Managing Money for a Parent Who Has Dementia

Most Americans don’t want to talk about the possibility that one or both parents could suffer from Alzheimer’s or some other form of dementia.

A Harris poll last month for the National Endowment for Financial Education says 70 percent of us aren’t “openly communicating about who will make financial decisions on behalf of an aging family member if they become unable to.”

The harsh reality is that an estimated 5.2 million Americans suffer from Alzheimer’s disease, including 200,000 under age 65. “By 2025, the number of people age 65 and older with Alzheimer’s disease is estimated to reach 7.1 million — a 40 percent increase,” the Alzheimer’s Association says. Alzheimer’s is the leading, but not the only, cause of dementia.

But we still don’t talk it.

“Frequently there is defensiveness, denial, embarrassment and sibling rivalry when entering into a dialogue between adult children and a parent concerning their finances,” NEFE president and CEO Ted Beck said in a press release. “Families need to come together, clear the hurdles that limit communication, and do what needs to be done with advanced planning before aging family members start to experience [episodes that indicate cognitive decline].”

You have to prepare before an aging parent loses the ability to manage money due to Alzheimer’s or any other cause. But how do you really do that? Here are six steps:

1. Search and deploy

There are many reputable websites to start with, from the Alzheimer’s Association to the Alzheimer’s Foundation of America to the federal government’s Alzheimers.gov. Check these out at the first sign of a parent’s dementia – or even before.

(Records from a collection)
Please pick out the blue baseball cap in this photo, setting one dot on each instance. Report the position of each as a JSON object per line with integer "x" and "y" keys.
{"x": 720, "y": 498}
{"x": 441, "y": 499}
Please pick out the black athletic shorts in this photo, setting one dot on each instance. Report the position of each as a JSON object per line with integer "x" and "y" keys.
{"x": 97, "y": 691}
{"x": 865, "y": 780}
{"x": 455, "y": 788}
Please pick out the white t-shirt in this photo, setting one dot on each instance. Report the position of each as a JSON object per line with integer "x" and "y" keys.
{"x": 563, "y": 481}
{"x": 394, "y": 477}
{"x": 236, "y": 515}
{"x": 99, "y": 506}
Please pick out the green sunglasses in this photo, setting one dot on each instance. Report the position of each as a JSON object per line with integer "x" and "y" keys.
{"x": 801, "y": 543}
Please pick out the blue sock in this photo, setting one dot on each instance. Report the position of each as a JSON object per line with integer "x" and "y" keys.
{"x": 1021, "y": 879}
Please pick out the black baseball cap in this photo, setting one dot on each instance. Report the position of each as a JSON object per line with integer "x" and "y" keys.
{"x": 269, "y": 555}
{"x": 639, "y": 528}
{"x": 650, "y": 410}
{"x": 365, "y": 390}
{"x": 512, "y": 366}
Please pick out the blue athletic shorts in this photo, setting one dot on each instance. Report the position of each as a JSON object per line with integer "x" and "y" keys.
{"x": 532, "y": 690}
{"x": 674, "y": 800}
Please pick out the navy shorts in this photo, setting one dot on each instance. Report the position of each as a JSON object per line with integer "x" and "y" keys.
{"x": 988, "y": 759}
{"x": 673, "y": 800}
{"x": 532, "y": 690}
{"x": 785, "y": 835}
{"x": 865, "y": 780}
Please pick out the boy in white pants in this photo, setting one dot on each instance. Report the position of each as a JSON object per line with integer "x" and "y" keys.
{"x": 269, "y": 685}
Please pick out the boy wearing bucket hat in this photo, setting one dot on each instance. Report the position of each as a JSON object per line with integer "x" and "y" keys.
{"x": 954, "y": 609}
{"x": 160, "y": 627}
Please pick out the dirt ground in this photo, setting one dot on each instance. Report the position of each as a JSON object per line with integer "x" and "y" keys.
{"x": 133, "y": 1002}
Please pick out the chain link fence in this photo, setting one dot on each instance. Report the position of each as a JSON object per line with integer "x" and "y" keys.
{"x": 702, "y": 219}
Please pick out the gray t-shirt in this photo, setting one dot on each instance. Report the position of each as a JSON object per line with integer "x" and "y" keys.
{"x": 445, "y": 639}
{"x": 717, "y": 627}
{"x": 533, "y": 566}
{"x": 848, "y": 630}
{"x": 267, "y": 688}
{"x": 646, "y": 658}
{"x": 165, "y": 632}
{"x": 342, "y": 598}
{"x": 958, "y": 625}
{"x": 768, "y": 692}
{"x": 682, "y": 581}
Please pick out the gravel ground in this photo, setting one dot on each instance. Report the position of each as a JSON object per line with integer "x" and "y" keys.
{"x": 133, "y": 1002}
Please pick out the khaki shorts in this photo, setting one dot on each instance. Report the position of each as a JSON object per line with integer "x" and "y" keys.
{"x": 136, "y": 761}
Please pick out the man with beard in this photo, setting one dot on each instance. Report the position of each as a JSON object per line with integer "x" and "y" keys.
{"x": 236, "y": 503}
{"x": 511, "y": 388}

==

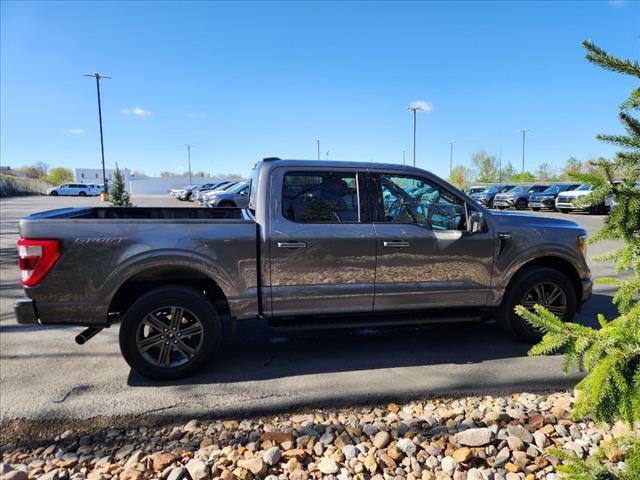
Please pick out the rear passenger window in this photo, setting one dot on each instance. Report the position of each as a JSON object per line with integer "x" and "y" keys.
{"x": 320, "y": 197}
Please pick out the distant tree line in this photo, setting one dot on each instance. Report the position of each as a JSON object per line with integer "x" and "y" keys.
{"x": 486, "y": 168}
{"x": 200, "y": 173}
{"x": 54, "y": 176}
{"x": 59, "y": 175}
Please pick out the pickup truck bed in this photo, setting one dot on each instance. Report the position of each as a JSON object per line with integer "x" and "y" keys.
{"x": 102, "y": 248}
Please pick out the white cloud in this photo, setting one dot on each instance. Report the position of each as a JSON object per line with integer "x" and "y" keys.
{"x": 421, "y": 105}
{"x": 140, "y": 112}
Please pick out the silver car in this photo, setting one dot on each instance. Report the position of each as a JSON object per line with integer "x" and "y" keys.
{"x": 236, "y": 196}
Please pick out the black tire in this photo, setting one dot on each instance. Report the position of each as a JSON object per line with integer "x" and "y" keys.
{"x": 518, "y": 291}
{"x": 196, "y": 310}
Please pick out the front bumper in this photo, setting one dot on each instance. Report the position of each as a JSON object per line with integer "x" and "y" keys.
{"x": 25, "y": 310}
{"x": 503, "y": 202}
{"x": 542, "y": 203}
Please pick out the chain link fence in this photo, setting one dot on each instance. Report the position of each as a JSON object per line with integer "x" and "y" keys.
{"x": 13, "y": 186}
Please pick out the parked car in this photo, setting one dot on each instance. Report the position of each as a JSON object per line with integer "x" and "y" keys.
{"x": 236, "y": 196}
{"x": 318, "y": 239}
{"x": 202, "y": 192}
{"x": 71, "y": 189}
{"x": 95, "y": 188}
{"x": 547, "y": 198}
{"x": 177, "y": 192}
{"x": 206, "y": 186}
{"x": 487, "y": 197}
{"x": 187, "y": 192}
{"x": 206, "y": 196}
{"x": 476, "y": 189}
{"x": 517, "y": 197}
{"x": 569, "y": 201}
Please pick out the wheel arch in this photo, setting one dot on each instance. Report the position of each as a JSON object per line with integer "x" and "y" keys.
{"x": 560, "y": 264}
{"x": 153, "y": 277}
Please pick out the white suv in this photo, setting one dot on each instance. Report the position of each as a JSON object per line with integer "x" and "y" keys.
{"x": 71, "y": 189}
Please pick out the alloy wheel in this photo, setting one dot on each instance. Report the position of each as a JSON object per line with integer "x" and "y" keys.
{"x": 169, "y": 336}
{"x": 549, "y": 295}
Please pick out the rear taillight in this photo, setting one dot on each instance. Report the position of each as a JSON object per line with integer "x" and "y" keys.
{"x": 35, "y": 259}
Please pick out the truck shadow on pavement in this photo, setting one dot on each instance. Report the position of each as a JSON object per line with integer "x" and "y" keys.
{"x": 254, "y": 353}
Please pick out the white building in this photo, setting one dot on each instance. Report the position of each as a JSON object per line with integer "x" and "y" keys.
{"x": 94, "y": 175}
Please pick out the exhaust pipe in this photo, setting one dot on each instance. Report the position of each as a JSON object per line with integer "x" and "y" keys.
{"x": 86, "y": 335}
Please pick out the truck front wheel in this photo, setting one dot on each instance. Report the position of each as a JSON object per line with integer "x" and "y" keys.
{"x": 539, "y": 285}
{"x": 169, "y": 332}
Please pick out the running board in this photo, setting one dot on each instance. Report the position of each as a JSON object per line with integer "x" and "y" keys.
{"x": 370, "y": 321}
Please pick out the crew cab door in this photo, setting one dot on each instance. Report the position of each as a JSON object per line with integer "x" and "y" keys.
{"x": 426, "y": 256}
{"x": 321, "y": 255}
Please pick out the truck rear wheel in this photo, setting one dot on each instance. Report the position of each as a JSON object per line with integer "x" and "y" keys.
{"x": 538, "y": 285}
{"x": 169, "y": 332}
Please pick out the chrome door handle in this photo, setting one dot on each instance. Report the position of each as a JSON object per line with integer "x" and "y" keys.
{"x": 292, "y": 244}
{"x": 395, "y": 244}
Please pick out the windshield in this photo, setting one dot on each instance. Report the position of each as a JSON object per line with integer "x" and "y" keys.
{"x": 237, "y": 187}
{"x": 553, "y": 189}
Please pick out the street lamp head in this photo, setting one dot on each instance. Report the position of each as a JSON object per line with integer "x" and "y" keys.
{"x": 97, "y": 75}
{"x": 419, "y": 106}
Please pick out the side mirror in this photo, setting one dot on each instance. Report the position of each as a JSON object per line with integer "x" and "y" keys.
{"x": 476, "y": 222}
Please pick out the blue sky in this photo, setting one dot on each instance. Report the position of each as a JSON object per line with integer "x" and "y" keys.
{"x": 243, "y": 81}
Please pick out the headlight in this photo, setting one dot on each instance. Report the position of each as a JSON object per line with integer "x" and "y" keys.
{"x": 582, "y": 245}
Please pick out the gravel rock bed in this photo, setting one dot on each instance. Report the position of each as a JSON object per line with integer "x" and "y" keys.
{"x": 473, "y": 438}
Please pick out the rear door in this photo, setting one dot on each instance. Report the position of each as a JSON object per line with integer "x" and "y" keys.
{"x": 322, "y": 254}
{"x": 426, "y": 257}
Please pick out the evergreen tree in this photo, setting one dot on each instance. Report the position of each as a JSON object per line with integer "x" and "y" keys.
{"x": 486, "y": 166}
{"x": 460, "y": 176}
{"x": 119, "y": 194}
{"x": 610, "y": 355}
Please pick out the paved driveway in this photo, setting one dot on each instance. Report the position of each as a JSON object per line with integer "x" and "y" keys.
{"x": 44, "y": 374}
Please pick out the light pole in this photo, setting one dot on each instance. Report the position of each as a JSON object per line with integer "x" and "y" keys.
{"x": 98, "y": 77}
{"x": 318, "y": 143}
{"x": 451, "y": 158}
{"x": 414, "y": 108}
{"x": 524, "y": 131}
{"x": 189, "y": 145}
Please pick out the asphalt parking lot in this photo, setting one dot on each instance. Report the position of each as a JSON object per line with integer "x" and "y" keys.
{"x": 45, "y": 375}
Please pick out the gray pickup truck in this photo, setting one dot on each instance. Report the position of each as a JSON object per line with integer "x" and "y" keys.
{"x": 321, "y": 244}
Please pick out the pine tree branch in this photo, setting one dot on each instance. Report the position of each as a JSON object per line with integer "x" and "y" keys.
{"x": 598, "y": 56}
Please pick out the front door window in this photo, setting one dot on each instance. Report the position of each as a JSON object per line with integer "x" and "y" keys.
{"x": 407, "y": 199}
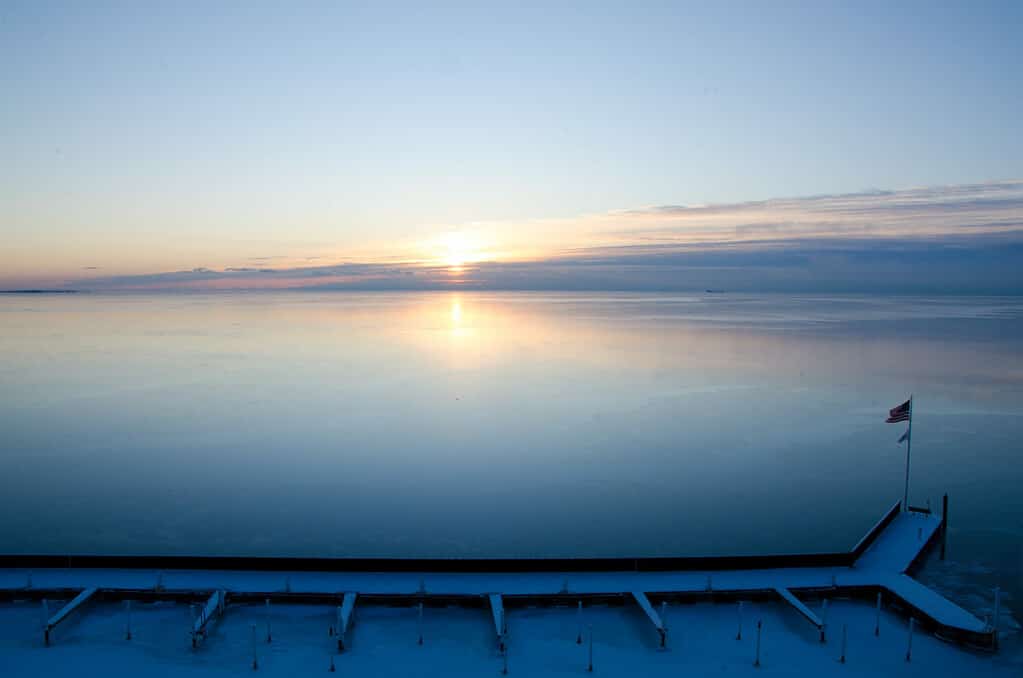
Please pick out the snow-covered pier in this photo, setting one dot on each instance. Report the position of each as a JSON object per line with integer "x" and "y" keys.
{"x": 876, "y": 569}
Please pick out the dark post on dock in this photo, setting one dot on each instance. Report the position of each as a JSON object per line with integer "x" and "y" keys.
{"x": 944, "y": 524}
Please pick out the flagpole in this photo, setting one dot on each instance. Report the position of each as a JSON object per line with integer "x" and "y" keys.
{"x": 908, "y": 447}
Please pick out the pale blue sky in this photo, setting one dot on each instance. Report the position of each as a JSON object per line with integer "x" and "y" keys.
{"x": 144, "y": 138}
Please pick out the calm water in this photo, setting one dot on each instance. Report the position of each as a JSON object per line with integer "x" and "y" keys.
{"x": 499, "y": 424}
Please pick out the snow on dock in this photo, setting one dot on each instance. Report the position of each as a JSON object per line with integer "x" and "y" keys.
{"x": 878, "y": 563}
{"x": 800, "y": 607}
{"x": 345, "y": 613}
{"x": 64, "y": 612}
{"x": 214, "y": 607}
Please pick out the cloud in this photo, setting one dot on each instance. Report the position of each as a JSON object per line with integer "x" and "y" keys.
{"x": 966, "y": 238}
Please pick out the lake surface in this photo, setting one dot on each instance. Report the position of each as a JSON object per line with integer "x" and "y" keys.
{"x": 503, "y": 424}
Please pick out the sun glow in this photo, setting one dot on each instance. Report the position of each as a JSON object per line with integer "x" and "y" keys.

---

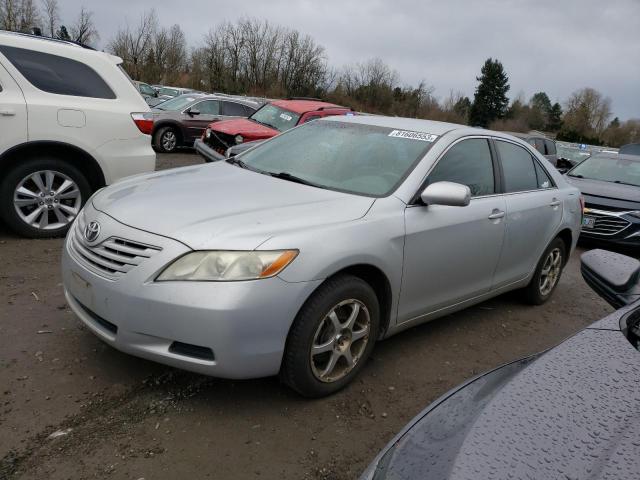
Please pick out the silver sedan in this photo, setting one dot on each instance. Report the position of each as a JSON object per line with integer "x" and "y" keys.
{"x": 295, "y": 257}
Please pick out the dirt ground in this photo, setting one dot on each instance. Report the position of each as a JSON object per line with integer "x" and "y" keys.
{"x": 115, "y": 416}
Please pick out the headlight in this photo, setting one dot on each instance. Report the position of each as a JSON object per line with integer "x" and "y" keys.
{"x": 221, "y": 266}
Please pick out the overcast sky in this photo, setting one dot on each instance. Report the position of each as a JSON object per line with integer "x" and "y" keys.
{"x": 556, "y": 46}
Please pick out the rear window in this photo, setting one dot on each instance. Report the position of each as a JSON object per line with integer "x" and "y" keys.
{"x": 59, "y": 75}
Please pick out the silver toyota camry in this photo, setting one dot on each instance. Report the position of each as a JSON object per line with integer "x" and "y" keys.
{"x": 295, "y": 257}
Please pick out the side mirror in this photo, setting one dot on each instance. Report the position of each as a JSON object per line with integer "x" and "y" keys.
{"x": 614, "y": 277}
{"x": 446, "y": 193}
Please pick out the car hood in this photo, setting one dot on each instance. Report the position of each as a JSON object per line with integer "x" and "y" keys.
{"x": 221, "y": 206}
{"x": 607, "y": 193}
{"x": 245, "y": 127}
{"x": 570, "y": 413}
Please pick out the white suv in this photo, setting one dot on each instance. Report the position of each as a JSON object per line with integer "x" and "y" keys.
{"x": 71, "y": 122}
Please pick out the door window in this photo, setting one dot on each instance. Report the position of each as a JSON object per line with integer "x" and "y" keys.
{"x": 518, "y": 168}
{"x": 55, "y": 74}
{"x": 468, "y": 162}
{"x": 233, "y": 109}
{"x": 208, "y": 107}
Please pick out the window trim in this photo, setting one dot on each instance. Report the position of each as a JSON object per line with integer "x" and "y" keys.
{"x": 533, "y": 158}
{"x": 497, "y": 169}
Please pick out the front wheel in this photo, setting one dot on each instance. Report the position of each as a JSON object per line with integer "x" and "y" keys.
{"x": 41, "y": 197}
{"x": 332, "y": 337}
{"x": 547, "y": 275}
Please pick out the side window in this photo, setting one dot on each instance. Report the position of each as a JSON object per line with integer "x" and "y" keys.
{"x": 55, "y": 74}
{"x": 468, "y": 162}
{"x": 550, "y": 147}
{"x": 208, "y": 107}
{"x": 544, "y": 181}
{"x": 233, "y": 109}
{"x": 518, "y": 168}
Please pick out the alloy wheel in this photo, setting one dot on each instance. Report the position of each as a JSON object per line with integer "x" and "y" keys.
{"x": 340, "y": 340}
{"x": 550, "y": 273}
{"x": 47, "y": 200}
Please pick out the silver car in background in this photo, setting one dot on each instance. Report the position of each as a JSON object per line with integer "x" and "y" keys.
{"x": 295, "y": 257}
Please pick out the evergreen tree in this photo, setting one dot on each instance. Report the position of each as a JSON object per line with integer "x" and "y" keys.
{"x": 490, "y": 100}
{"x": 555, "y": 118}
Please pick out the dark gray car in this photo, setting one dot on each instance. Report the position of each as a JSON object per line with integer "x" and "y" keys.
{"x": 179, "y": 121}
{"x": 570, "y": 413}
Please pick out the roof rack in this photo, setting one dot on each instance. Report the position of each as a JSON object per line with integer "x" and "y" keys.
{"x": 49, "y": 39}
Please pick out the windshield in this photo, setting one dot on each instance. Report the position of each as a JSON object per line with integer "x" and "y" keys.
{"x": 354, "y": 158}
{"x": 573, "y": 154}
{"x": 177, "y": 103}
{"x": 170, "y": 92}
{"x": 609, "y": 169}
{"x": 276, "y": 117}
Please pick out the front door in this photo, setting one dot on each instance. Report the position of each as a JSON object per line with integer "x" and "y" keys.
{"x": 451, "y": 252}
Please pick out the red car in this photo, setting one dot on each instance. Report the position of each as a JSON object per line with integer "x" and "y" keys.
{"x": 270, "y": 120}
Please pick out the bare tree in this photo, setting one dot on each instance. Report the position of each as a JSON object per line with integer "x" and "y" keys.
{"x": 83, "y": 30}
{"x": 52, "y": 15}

#### [TASKS AND EXERCISES]
A) Answer these questions about the article on managing money for a parent with dementia:
(i) According to the Harris poll, what percentage of Americans aren't openly communicating about who will make financial decisions for an aging family member?
(ii) How many Americans under age 65 are estimated to suffer from Alzheimer's disease?
(iii) Who is the president and CEO of NEFE?
B) Resume the article on managing money for a parent with dementia, starting right after its last sentence.
These rows are drawn from a different source than the text.

#### [EXPECTED OUTPUTS]
A)
(i) 70 percent
(ii) 200,000
(iii) Ted Beck

B)
Besides offering detailed information in plain English, these sites can hook you up with local support groups, and NEFE urges you to seek them out – because meeting others who share your situation can bolster your spirits as well as give you practical tips.

You can also locate grief counselors. “If a parent’s cognitive decline is due to grief, reach out to a grief counselor,” NEFE says. “Share what you learn with siblings and/or other family members.”

2. Get down to business

“This also is a good time to do a financial inventory,” NEFE says. Once you bring together your siblings and other family decision-makers, talk about consolidating the ailing parent’s accounts into as few as possible – making it easier to track and manage expenses.

Sometimes this can take some detective work. We all can lose track of investments we may have squirreled away, from a forgotten bank account to an old stock purchase or a savings bond gathering dust in a drawer. While these may be small, they can really add up.